**EXCERPTED DATA:**

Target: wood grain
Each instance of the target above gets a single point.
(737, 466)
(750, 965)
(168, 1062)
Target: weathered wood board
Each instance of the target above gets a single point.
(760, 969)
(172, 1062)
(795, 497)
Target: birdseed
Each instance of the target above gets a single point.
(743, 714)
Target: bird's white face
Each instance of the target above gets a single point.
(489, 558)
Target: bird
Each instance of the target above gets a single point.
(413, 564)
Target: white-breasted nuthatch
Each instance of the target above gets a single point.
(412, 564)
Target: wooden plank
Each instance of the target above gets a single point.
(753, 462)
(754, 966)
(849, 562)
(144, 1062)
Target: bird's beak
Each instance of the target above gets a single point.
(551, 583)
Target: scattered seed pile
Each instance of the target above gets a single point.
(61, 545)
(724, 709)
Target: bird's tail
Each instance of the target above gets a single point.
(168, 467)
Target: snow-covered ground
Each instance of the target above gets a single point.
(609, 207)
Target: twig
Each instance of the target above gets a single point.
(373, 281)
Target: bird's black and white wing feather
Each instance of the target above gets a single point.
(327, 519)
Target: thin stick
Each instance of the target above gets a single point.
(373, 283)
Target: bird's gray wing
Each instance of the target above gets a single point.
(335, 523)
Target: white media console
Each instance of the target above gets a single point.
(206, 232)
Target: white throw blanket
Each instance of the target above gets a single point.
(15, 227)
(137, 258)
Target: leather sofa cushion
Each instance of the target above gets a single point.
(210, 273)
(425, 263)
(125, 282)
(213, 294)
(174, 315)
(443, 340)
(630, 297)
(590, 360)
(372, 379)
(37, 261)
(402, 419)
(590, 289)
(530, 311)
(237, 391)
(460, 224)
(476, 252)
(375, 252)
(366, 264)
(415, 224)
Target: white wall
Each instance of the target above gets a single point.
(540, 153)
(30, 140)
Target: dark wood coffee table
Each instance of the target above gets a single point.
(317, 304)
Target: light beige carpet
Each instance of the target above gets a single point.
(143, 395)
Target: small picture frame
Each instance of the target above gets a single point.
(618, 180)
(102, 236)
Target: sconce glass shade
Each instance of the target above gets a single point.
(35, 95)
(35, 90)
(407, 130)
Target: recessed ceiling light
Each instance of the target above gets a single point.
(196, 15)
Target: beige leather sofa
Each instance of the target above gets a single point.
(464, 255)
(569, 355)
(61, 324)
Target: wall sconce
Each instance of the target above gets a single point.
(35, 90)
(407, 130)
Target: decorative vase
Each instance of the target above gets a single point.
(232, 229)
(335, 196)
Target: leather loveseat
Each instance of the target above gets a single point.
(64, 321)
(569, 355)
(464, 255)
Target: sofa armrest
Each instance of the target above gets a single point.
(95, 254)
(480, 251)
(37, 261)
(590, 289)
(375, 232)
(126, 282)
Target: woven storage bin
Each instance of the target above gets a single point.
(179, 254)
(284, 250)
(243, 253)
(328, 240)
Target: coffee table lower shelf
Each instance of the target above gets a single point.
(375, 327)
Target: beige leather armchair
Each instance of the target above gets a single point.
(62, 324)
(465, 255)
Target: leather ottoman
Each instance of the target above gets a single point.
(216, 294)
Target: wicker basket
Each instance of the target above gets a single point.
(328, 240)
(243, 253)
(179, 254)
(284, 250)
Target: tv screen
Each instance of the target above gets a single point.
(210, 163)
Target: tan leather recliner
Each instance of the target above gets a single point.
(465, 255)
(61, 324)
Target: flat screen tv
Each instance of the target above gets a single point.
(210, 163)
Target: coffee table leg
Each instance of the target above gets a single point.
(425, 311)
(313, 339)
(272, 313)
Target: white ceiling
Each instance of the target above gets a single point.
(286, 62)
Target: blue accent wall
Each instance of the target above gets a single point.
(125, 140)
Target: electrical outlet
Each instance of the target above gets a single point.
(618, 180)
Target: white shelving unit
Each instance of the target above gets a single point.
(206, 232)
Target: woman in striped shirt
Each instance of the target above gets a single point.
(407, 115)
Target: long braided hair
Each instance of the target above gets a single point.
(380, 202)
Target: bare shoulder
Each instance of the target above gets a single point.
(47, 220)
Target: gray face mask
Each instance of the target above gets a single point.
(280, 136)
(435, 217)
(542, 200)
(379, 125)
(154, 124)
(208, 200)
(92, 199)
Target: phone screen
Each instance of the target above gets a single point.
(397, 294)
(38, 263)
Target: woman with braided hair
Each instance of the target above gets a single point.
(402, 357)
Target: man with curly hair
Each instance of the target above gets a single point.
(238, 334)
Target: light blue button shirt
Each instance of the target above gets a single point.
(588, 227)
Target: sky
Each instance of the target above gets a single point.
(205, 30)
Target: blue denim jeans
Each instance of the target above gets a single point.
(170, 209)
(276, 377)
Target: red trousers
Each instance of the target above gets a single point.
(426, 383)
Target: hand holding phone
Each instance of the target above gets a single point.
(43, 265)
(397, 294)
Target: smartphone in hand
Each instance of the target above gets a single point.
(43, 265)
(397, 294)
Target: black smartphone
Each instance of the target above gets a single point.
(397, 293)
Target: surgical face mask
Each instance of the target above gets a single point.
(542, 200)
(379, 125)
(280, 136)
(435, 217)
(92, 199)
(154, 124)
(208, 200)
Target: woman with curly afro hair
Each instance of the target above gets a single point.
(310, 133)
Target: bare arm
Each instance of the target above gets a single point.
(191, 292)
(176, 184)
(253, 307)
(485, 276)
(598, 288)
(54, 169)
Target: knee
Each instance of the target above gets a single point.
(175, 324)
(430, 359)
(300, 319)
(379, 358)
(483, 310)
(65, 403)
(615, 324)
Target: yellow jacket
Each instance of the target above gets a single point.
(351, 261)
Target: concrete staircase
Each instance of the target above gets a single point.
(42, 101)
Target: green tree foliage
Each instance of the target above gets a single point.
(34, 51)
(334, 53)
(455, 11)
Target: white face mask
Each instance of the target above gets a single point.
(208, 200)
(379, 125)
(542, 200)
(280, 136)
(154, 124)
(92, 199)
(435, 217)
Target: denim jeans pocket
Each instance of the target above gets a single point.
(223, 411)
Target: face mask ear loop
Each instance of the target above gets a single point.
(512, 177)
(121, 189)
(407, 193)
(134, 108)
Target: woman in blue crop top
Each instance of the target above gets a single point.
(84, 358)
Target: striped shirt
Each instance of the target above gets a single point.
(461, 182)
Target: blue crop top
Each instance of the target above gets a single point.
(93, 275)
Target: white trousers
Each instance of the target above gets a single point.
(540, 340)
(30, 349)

**WORK INSTRUCTIONS:** All lines above with the word "screen" need to be reported.

**ANSWER:**
Target: tv screen
Target: flat screen tv
Target: phone screen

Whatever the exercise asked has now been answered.